─── Given data
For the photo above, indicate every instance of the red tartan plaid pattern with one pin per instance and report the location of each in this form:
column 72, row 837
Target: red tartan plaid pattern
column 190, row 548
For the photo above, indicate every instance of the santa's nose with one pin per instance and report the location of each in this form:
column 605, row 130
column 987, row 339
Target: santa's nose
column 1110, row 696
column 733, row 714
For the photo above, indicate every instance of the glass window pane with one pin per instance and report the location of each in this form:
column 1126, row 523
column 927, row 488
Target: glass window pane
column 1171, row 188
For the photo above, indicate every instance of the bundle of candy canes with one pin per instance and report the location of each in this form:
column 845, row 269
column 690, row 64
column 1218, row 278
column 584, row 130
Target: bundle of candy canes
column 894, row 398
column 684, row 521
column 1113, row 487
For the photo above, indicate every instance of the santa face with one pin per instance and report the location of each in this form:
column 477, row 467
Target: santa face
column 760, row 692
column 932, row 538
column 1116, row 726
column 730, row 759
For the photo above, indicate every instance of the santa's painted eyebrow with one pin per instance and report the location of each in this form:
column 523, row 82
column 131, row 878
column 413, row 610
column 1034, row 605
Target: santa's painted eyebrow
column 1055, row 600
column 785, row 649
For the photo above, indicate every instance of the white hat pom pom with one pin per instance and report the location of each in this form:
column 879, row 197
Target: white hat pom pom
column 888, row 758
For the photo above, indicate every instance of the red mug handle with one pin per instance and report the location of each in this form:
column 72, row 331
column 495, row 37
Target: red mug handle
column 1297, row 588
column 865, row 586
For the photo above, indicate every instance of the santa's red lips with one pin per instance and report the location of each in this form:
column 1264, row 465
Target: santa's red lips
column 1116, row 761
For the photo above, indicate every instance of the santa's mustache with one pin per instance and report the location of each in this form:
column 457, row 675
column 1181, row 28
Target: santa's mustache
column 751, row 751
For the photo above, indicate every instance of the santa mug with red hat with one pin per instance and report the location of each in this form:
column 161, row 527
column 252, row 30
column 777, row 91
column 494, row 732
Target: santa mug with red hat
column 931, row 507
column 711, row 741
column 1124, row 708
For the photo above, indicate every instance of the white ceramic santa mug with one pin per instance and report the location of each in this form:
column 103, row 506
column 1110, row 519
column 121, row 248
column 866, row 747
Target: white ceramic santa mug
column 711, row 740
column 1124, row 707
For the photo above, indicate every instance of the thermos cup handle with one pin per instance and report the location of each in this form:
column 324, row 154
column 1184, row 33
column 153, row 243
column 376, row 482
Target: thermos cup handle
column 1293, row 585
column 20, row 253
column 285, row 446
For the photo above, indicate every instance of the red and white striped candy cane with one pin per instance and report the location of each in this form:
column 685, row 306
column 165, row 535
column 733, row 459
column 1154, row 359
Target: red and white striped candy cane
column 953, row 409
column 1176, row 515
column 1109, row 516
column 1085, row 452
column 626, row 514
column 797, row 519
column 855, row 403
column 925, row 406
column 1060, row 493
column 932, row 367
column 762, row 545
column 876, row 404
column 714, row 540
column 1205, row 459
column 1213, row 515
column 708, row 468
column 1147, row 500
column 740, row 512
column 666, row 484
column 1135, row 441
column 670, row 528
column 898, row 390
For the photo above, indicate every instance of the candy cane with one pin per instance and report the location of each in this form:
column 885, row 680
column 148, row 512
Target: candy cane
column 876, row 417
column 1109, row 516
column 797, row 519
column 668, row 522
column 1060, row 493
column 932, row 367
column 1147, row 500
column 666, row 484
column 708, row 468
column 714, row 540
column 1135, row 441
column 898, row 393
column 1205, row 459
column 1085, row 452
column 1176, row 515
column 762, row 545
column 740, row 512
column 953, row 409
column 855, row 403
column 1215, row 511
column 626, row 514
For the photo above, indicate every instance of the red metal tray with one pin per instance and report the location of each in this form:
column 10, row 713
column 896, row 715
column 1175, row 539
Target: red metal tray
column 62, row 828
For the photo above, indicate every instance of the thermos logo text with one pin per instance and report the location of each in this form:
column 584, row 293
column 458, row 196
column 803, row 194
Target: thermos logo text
──────
**Task requirements**
Turn the lines that open with the one containing "For the photo above, indicate every instance of the red mug" and close with the one containing "column 751, row 751", both of those included, into a numbered list, and leave out any blank lines.

**Output**
1. For the photo above, indicate every instance of the red mug handle with one pin per instance and report the location of each in this form:
2. column 72, row 331
3. column 495, row 37
4. Target: red mug handle
5. column 1297, row 588
6. column 865, row 586
7. For the photo above, indicate every instance of the santa's red lips with one pin per instance and report the location of each in this form:
8. column 1264, row 465
9. Target: santa's red lips
10. column 1116, row 761
11. For the photo above, indicate every instance of the santa's mustache with one pin per instance and report the location of each in this form:
12. column 457, row 675
13. column 1181, row 28
14. Target: santa's mustache
15. column 751, row 751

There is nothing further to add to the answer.